_WHAT IS NEEDED_. Reproduce the records below verbatim, from the line containing "Point out each distant island" through the line containing "14, 600, 294]]", both included.
━━━━━━━━
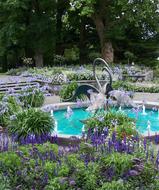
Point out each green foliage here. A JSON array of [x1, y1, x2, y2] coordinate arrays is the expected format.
[[67, 69, 94, 81], [100, 152, 133, 180], [54, 55, 65, 65], [7, 67, 27, 76], [64, 47, 79, 62], [0, 95, 22, 127], [85, 111, 137, 139], [0, 174, 11, 190], [0, 143, 58, 190], [60, 82, 78, 100], [8, 108, 54, 139], [20, 88, 45, 108], [97, 180, 131, 190], [113, 81, 159, 93], [0, 143, 159, 190]]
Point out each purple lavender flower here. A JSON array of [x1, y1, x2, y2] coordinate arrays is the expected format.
[[10, 115, 17, 121]]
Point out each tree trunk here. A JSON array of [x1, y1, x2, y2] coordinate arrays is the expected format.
[[79, 18, 87, 65], [92, 15, 114, 62], [101, 41, 114, 63], [34, 51, 43, 67], [2, 53, 8, 72]]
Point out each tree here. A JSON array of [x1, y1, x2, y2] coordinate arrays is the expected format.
[[0, 0, 56, 67], [70, 0, 158, 62]]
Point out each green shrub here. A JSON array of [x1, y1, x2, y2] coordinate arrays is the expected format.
[[97, 180, 131, 190], [113, 81, 159, 93], [60, 82, 78, 100], [20, 88, 45, 108], [7, 67, 27, 76], [8, 108, 54, 139], [0, 174, 11, 190], [0, 95, 22, 127]]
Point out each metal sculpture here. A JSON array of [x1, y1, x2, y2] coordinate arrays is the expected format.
[[63, 58, 113, 102]]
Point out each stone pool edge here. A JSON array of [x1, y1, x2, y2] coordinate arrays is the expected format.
[[42, 100, 159, 140]]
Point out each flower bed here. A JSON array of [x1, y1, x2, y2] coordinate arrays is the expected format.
[[0, 133, 159, 190]]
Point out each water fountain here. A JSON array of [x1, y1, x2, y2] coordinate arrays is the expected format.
[[142, 104, 147, 115], [65, 106, 73, 118], [147, 120, 151, 136]]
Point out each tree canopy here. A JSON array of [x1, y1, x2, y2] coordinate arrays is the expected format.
[[0, 0, 159, 69]]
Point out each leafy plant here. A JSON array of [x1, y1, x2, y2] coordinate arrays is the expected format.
[[60, 82, 78, 99], [0, 95, 22, 127], [0, 174, 11, 190], [85, 111, 137, 139], [8, 108, 54, 139], [20, 88, 45, 108]]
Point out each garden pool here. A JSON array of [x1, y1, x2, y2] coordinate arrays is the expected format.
[[54, 108, 159, 136]]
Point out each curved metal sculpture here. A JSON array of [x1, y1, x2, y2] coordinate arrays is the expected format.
[[63, 58, 113, 102]]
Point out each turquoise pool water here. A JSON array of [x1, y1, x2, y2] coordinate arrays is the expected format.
[[54, 108, 159, 135]]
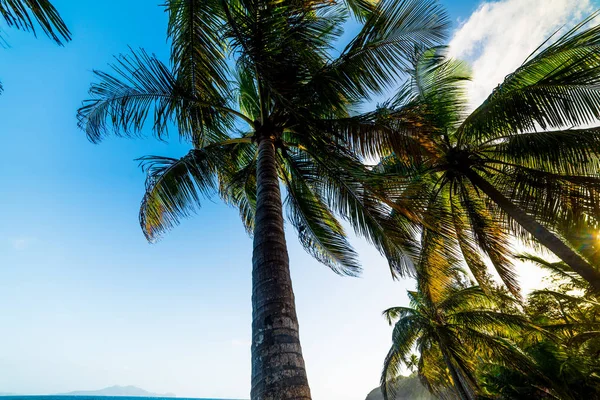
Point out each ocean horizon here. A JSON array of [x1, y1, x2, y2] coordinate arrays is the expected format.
[[0, 394, 244, 400]]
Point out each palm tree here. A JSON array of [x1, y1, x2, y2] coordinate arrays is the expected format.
[[381, 230, 537, 400], [481, 254, 600, 399], [79, 0, 448, 400], [371, 15, 600, 293], [0, 0, 71, 92], [406, 354, 419, 372]]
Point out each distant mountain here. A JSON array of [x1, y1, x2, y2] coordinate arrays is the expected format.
[[61, 386, 176, 397], [365, 374, 436, 400]]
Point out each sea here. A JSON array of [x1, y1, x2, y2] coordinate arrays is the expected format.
[[0, 395, 242, 400]]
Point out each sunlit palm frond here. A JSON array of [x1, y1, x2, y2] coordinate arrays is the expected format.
[[78, 50, 241, 144], [308, 0, 449, 102], [284, 150, 360, 276], [459, 14, 600, 143], [140, 149, 222, 241]]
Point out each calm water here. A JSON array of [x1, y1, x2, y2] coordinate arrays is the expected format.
[[0, 396, 244, 400]]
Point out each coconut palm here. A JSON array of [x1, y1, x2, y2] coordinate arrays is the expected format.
[[79, 0, 448, 400], [381, 231, 543, 400], [406, 354, 419, 372], [371, 15, 600, 293], [481, 254, 600, 399], [0, 0, 71, 92]]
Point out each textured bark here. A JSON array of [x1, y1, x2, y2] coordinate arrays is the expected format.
[[250, 137, 311, 400], [466, 170, 600, 293], [442, 350, 475, 400]]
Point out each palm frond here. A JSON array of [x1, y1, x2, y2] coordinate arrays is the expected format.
[[308, 0, 449, 102], [0, 0, 71, 46], [77, 50, 234, 145], [459, 14, 600, 143], [283, 150, 360, 276], [140, 148, 223, 241]]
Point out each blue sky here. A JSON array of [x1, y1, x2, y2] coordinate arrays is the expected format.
[[0, 0, 592, 400]]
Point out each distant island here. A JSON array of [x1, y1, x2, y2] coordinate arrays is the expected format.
[[365, 374, 435, 400], [59, 385, 177, 397]]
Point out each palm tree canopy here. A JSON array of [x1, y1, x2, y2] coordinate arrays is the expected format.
[[78, 0, 448, 274], [381, 232, 539, 399], [371, 14, 600, 294]]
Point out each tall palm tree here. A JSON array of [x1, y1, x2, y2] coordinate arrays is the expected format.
[[0, 0, 71, 92], [381, 230, 543, 400], [79, 0, 448, 400], [371, 15, 600, 293]]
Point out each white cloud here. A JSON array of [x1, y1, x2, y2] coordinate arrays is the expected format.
[[11, 236, 35, 251], [450, 0, 593, 107]]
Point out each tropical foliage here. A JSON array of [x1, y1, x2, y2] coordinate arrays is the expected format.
[[378, 9, 600, 400], [382, 250, 600, 400], [79, 0, 448, 400], [381, 228, 542, 399], [0, 0, 71, 92], [371, 15, 600, 295]]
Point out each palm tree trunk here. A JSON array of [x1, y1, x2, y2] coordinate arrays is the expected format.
[[250, 136, 311, 400], [465, 170, 600, 292], [440, 345, 475, 400]]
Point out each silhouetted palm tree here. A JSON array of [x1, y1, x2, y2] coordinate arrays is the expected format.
[[371, 15, 600, 293], [381, 231, 537, 400], [79, 0, 448, 400]]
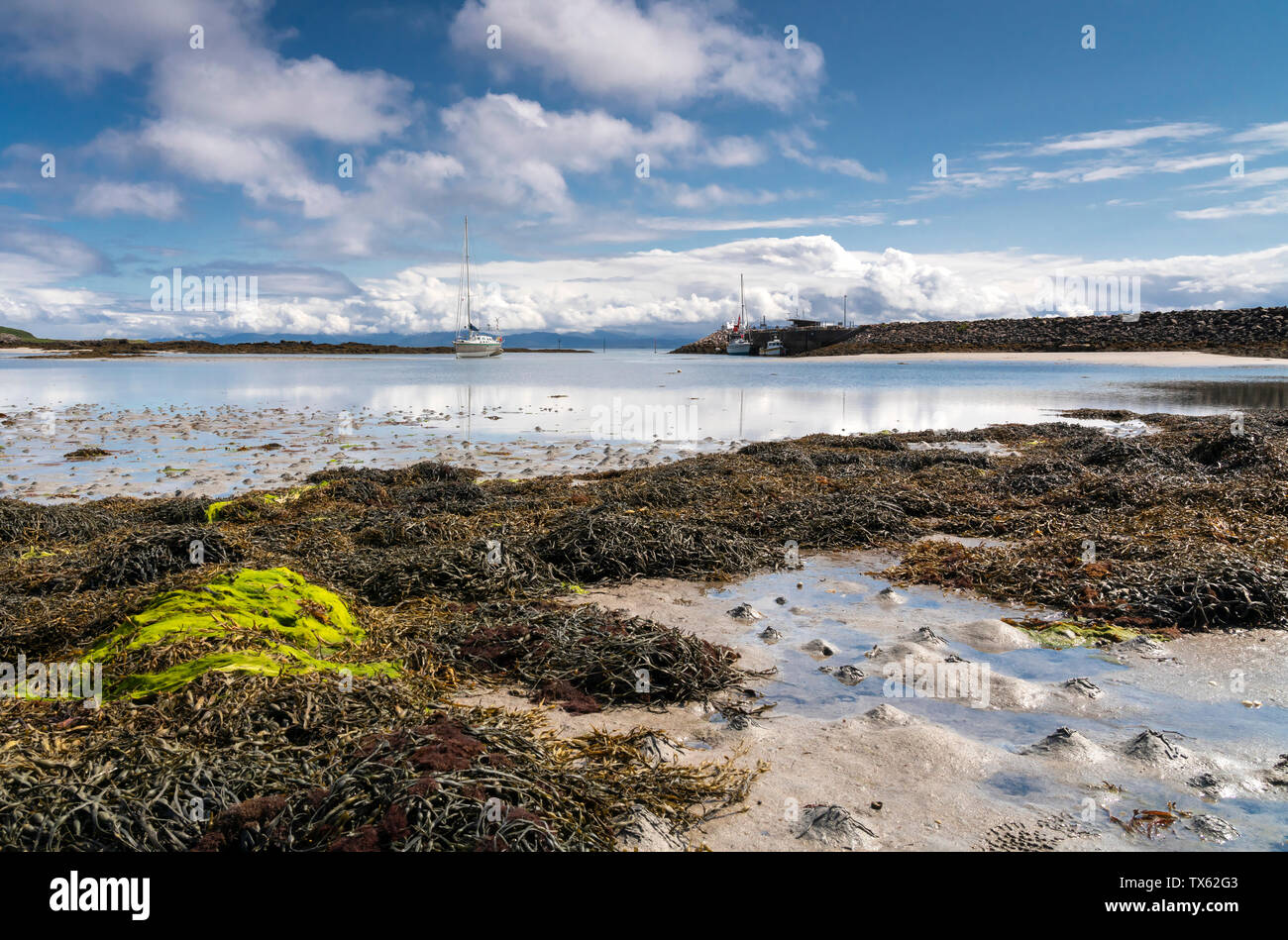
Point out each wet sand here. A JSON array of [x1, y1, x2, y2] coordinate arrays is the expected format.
[[0, 404, 747, 502], [464, 551, 1288, 851]]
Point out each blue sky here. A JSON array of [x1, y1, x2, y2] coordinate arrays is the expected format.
[[0, 0, 1288, 336]]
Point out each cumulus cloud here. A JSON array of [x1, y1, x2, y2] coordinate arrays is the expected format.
[[35, 236, 1288, 336], [451, 0, 823, 108]]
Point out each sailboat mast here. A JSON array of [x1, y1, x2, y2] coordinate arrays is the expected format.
[[463, 215, 474, 327]]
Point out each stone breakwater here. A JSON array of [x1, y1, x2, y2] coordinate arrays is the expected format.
[[674, 306, 1288, 357]]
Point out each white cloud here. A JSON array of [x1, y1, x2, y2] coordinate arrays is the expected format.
[[76, 181, 180, 219], [1030, 123, 1220, 156], [774, 130, 886, 183], [152, 50, 412, 145], [0, 0, 248, 85], [1175, 189, 1288, 220], [15, 235, 1288, 335], [451, 0, 823, 108], [1231, 121, 1288, 150]]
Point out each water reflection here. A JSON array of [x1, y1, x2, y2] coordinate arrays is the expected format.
[[1140, 381, 1288, 408]]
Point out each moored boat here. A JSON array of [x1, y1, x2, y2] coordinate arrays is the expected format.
[[725, 274, 751, 356], [452, 216, 503, 360]]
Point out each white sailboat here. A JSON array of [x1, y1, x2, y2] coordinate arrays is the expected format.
[[452, 216, 503, 360], [725, 274, 751, 356]]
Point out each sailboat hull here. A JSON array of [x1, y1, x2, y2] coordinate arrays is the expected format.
[[452, 340, 502, 360]]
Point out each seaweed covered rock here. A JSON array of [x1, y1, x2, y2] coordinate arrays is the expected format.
[[84, 568, 395, 698], [533, 507, 773, 582]]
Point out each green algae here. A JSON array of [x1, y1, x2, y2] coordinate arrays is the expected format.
[[206, 499, 232, 523], [206, 481, 330, 523], [84, 568, 398, 698], [1002, 617, 1168, 649]]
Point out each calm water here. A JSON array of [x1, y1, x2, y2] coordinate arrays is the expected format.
[[0, 351, 1288, 441]]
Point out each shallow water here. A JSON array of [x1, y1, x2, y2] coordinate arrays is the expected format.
[[707, 553, 1288, 851], [0, 351, 1288, 441], [0, 351, 1288, 501]]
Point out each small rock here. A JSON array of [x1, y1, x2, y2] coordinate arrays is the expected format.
[[836, 666, 864, 685], [877, 587, 909, 604], [614, 805, 688, 853], [1064, 677, 1102, 698], [802, 640, 841, 656], [1190, 812, 1239, 845], [796, 803, 876, 850], [1127, 729, 1189, 764]]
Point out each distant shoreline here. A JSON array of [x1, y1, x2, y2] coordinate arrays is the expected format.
[[0, 340, 595, 360], [671, 306, 1288, 358]]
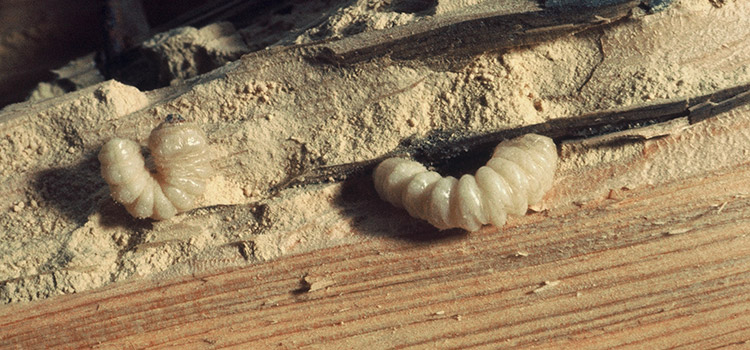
━━━━━━━━
_RESPONSE TO THIS TASK_.
Point out each distant island here. A JSON array of [x1, y1, x2, y2] coordinate arrays is the expected format.
[[365, 374, 435, 400], [59, 385, 177, 397]]
Point out each palm tree canopy here. A JSON array of [x1, y1, x2, y2] coordinate arrays is the expected format.
[[78, 0, 448, 274], [381, 232, 539, 399], [371, 14, 600, 294]]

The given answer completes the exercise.